== Testo da analizzare ==

Il lavoro consiste nell’offrire programmi di consulenza, di assistenza psicologica, di accompagnamento e di prevenzione. All’indomani dell’11 settembre 2001 le famiglie cercavano le informazioni più disparate, dal rilascio di un certificato di morte, alla procedura di riconoscimento di un cadavere fino alle procedure su come ottenere assistenza da agenzie di servizi sociali, enti di beneficenza e da altre organizzazioni. Mary Fetchet e Beverly Eckert avviarono un’organizzazione di base per fornire un luogo unico di informazioni e supporto per tutti coloro che erano stati colpiti dalla tragedia: occorreva educare alla resilienza, cioè alla capacità di far fronte in maniera positiva agli eventi traumatici.

===
== Dati estratti ==

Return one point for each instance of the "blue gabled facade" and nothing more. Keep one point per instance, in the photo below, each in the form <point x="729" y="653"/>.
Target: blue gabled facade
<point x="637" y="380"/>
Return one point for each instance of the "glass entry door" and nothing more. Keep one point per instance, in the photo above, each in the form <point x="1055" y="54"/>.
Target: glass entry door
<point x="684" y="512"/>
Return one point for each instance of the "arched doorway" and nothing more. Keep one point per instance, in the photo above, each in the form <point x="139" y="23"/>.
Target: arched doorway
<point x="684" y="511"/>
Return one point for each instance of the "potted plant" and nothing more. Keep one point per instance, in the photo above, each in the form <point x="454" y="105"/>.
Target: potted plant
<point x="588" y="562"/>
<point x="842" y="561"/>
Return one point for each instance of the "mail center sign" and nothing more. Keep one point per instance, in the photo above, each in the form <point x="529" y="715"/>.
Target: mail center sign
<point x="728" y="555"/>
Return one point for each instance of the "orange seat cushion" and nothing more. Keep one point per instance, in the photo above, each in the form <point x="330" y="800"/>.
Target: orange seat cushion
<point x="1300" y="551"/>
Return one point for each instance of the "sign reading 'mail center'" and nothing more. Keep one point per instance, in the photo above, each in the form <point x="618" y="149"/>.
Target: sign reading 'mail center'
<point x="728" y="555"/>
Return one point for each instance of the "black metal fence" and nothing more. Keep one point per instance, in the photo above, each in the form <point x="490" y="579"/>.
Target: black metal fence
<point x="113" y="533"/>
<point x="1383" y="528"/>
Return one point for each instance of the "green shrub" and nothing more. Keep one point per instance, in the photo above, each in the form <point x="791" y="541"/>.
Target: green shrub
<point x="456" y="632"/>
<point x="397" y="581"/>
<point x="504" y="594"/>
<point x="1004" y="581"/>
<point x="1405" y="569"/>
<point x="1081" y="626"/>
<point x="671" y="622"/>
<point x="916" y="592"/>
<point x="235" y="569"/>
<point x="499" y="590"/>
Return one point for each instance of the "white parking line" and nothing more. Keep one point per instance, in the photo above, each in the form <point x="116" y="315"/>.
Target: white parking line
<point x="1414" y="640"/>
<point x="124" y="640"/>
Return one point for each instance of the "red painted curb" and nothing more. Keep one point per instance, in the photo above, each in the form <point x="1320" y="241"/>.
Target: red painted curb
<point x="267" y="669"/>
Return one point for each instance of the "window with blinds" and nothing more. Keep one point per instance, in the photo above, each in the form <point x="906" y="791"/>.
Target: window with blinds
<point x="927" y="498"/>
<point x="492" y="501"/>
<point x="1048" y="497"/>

===

Istruzioni:
[1] Secondo il testo da analizzare, chi avviò l'organizzazione di base per le persone colpite dalla tragedia?
[2] Riscrivi in forma più breve il paragrafo del testo da analizzare che inizia con "Il lavoro consiste", mantenendone i fatti principali.
Basati soltanto sul testo da analizzare.

Soluzioni in ordine:
[1] Mary Fetchet e Beverly Eckert.

[2] Il lavoro comprende consulenza, assistenza psicologica, accompagnamento e prevenzione. Dopo l'11 settembre 2001 le famiglie cercavano informazioni di ogni genere, dal certificato di morte al riconoscimento di un cadavere fino all'assistenza di servizi sociali, enti di beneficenza e altre organizzazioni. Mary Fetchet e Beverly Eckert avviarono un'organizzazione di base che offrisse in un unico luogo informazioni e sostegno a chi era stato colpito dalla tragedia. Occorreva infatti educare alla resilienza, cioè ad affrontare positivamente gli eventi traumatici.